What needs to be done:
Would you give again, exactly as written, the lines from the opening of the records to the line with "Objective — set a marker on each instance of the variegated", that line included and pictures excluded?
>>>>
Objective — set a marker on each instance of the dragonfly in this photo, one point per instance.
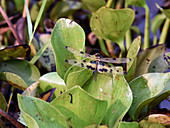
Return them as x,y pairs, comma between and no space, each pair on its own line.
96,63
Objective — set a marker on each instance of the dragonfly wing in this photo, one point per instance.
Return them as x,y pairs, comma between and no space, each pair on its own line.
105,68
89,64
116,60
80,53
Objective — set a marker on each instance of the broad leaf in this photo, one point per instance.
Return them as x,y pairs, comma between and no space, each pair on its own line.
129,125
146,57
157,22
158,65
77,76
147,124
92,5
132,53
80,108
3,104
14,52
40,114
165,11
14,80
64,9
66,33
96,126
138,3
28,72
116,91
52,80
145,89
162,96
32,90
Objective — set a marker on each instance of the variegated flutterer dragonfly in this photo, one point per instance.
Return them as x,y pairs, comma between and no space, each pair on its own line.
96,63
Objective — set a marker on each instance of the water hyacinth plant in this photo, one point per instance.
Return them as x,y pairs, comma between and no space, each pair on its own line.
121,96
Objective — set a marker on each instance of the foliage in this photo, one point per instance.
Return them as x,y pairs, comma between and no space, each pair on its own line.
78,99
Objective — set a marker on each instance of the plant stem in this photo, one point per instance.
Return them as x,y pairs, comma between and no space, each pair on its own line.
12,120
109,3
128,39
11,26
154,40
164,31
9,102
103,47
122,47
128,35
147,23
110,48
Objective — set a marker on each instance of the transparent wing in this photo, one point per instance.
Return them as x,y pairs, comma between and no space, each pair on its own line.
116,60
80,53
105,68
89,64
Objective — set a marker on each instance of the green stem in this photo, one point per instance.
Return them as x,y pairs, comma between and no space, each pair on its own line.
109,3
103,47
122,47
128,39
9,102
147,23
154,40
164,31
110,48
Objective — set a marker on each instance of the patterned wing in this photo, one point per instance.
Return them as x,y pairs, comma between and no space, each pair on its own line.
115,60
105,68
89,64
80,53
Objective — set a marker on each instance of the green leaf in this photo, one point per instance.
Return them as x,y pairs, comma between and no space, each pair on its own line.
80,108
37,20
158,65
112,24
163,95
28,21
19,5
147,124
14,80
28,72
157,22
132,53
9,52
38,113
165,11
75,76
92,5
3,104
96,126
32,90
146,57
116,91
167,58
45,52
135,29
137,3
52,80
66,33
129,125
64,9
145,89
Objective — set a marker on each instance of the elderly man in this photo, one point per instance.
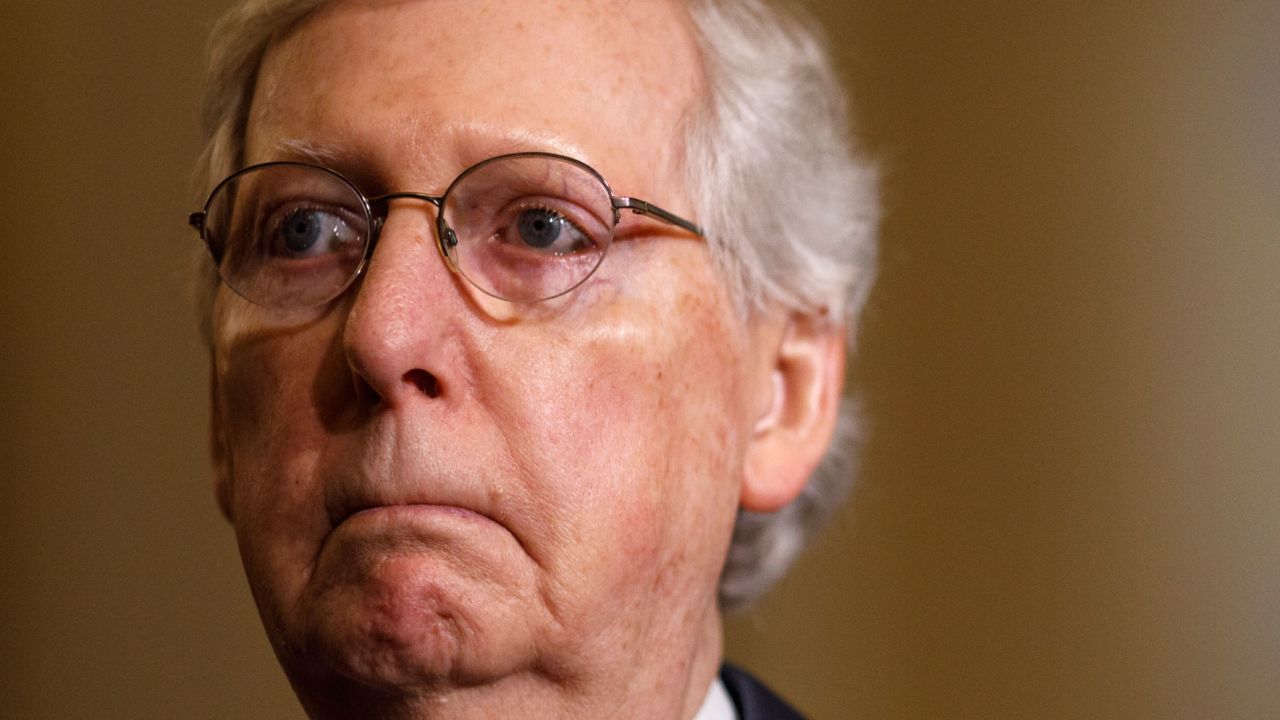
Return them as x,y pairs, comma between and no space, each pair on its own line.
528,342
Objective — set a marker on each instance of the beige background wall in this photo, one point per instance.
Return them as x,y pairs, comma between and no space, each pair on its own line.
1070,368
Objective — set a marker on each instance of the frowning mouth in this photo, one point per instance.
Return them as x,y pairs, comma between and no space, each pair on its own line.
410,511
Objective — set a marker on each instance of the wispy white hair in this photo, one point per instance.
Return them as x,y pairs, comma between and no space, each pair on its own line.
789,212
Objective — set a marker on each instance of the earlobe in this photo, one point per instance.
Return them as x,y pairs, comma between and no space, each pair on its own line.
218,451
790,438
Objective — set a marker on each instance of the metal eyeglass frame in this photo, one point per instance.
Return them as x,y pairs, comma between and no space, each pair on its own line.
444,237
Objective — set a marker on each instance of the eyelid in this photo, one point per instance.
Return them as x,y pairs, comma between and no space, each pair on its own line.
567,209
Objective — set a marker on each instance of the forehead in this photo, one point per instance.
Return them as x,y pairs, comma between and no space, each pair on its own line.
443,82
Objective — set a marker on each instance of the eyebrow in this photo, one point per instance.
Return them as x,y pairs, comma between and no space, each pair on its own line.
464,144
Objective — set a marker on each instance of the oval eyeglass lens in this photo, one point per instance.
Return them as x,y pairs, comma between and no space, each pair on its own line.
528,227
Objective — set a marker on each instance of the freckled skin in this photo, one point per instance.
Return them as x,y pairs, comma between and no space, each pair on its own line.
545,532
<<<<
Output:
Objective — set a marker on each instance of the dragonfly in this photo, one point per instance.
Return them as x,y pairs, comma between and no space, each pair on its own line.
96,63
Objective — set a marker on each instance of the dragonfly wing in this photo, one point per instance.
Return them as x,y pairs, comma between and no space, each pair on its own line.
105,68
89,64
116,60
80,53
Objective — set a marker on each instance of the broad leaf in this photo, one point per instance.
Return them as x,y pairs, comma between and no space, each pair on its own line.
129,125
146,57
157,22
158,65
77,76
147,124
92,5
132,53
80,108
3,104
14,52
40,114
165,11
14,80
64,9
66,33
96,126
138,3
28,72
116,91
52,80
145,89
162,96
32,90
Objective — set a marker on each instance of the variegated flutterer dragonfly in this photo, one point per instance.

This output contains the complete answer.